- _PROBLEM STATEMENT_:
Here are some records. Copy each one exactly.

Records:
— begin —

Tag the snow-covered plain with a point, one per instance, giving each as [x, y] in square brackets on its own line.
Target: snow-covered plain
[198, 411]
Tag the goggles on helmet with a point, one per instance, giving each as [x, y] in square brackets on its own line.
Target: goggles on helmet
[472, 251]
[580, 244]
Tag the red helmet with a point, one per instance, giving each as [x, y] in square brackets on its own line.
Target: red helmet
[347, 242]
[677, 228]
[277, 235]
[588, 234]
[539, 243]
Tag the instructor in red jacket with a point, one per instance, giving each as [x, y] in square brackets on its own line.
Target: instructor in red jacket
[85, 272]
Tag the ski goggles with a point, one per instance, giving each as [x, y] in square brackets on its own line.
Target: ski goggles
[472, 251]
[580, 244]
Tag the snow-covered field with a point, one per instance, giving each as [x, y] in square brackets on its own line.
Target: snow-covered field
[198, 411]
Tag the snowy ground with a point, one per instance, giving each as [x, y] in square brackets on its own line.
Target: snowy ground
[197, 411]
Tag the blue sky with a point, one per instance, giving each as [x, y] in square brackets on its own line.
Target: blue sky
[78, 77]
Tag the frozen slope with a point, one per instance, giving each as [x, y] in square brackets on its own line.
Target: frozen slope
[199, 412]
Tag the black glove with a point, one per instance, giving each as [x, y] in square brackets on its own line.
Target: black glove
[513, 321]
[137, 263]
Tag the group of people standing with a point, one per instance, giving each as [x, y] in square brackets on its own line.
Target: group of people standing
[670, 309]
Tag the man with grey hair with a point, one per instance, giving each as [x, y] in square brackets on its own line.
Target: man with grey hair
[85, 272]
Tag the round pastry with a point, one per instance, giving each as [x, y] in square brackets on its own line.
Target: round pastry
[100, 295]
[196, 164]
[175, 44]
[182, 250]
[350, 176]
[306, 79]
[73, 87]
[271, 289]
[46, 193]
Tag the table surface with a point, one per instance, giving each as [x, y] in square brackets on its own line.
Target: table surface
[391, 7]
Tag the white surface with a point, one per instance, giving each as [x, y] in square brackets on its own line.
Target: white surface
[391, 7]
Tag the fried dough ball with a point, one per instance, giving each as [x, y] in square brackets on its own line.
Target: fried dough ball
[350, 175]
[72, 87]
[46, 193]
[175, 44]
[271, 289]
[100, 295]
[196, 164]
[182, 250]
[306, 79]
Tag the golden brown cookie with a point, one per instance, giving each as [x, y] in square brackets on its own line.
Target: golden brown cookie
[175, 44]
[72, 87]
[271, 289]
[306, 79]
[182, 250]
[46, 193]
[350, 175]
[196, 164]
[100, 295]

— end —

- _REPLY TO THE TASK_:
Tag the snow-covered plain with a point, one per instance, giving each as [x, y] in square brackets on its own line.
Target: snow-covered plain
[198, 411]
Tag the goggles on helmet with a point, one per instance, giving each as [x, y] in square brackets on its own line.
Target: goggles on helmet
[472, 251]
[580, 244]
Tag the red helmet with a point, one per instance, giving each as [x, y] in square brackets on its own line.
Target: red helmet
[347, 242]
[677, 228]
[277, 235]
[588, 234]
[539, 243]
Tag the instructor in red jacket with a point, one per instance, giving each as [x, y] in square brackets on its own line.
Target: instructor in red jacket
[85, 272]
Tag the ski goggles with a point, one per instance, giving each as [x, y] in square brackets on its own line.
Target: ski goggles
[472, 251]
[580, 244]
Tag the snow-covered field with a point, one per instance, giving each as [x, y] in square brackets on its own line.
Target: snow-covered field
[198, 411]
Tag the snowy ground with a point, one per instance, giving each as [x, y] in square brackets on its own line.
Target: snowy ground
[197, 411]
Tag the blue sky with a point, one per instance, giving each as [x, y] in square brackets on its own line.
Target: blue sky
[78, 77]
Tag the frozen slope with a point, one per instance, giving each as [x, y] in square brackets on its own line.
Target: frozen slope
[199, 412]
Tag the black glove with a point, one per instance, giving each as [x, y] in square brackets on its own line.
Target: black glove
[513, 321]
[137, 263]
Tag the group of people standing with a point, one per instance, giving each as [x, y] in square brackets on its own line.
Target: group of people standing
[670, 309]
Tag the man with grey hair with a point, one per instance, giving each as [x, y] in square brackets on its own line.
Target: man with grey hair
[85, 272]
Tag the round pastry with a point, one per instance, giving each as [x, y] in square brackets on its own line.
Target: round pastry
[100, 295]
[196, 164]
[175, 44]
[182, 250]
[350, 176]
[306, 79]
[73, 87]
[271, 289]
[46, 193]
Tag the table surface with a point, one per instance, giving each as [x, y] in square brackets on its own line.
Target: table surface
[391, 7]
Tag the white surface with a point, one per instance, giving each as [x, y] in square brackets on its own line.
Target: white surface
[391, 7]
Tag the fried dough ball with a point, one per instance, giving each as [x, y] in square brackets on its own line.
Target: fried dough ball
[350, 175]
[72, 87]
[46, 193]
[175, 44]
[271, 289]
[100, 295]
[196, 164]
[182, 250]
[306, 79]
Tag the golden brown cookie with a point, one per instance, giving each as [x, y] in square brackets on its own line.
Target: golden brown cookie
[175, 44]
[72, 87]
[271, 289]
[306, 79]
[182, 250]
[46, 193]
[350, 175]
[196, 164]
[100, 295]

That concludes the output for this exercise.